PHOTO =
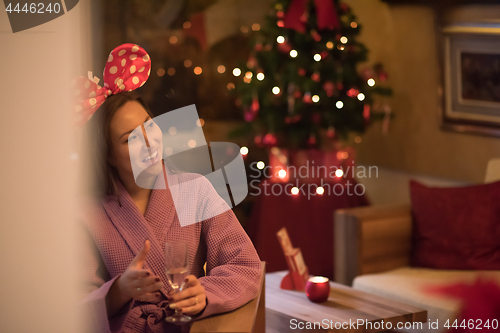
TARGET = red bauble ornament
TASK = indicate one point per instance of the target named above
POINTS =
(255, 105)
(284, 47)
(329, 87)
(344, 7)
(352, 92)
(258, 140)
(367, 73)
(312, 140)
(316, 118)
(315, 35)
(252, 62)
(366, 113)
(330, 132)
(318, 289)
(249, 115)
________________________
Write the listing again exactly, duplicating every line and skipping the pictures.

■ Expected answer
PHOTO =
TARGET = red bauble ornament
TASK = indicate one point per instance of the target named above
POINTS =
(255, 105)
(284, 47)
(329, 87)
(344, 7)
(352, 92)
(258, 140)
(367, 73)
(312, 140)
(316, 118)
(315, 35)
(252, 62)
(366, 113)
(330, 132)
(318, 289)
(249, 115)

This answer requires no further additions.